# Excerpted text

# Where will the money come from?



## Daxk (Jan 20, 2008)

Hey Darko, looks like you and I are going to be paying higher Property rates.


Eskom May Need to Raise Tariffs 90%, Regulator Says (Update1) - Bloomberg.com

Eskom Holdings Ltd., South Africa’s state power company, may need to raise prices 90 percent to fund expansion plans, according to a regulatory official, increasing costs for business as the nation seeks to shake off a recession. 

“At this stage I don’t know any other source other than the tariffs,” Thembani Bukula, a member of the National Energy Regulator of South Africa, told a Johannesburg conference today. 

Eskom needs to spend 87 billion rand ($11 billion) in the year ending March 31, and 118 billion rand in the two years after that, as part of a five-year expansion, he said. Another option is to curb the program, originally aimed at preventing a repeat of 2008’s rolling blackouts and mine closures, he added. Eskom has asked for an “interim” 34 percent tariff increase. 

The company, which generates 60 percent of the power used in Africa and 95 percent of South Africa’s supply, is building new plants, including the world’s fourth- and fifth-biggest coal-fired sites. 

“Prices would be expected to increase by around 90 percent or over 90 percent for 2009-10,” Bukula said, and another 50 percent in the next year. Eskom’s funding options are limited by cuts in its credit rating and weak financial markets, he said. 

Moody Investors Service last year reduced the utility’s foreign-currency rating by three levels to Baa2, the second- lowest investment grade.


----------



## ROKZY (Feb 25, 2009)

# Recorded data
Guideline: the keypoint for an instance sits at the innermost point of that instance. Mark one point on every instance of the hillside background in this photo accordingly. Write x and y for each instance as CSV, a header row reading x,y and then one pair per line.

# Task details
Transcribe the passage of the Eskom tariff thread between "## Daxk (Jan" and "off a recession.", inclusive. The material above is separate from the Eskom tariff thread and has no connection to it.

# Answer to this exercise
## Daxk (Jan 20, 2008)

Hey Darko, looks like you and I are going to be paying higher Property rates.


Eskom May Need to Raise Tariffs 90%, Regulator Says (Update1) - Bloomberg.com

Eskom Holdings Ltd., South Africa’s state power company, may need to raise prices 90 percent to fund expansion plans, according to a regulatory official, increasing costs for business as the nation seeks to shake off a recession.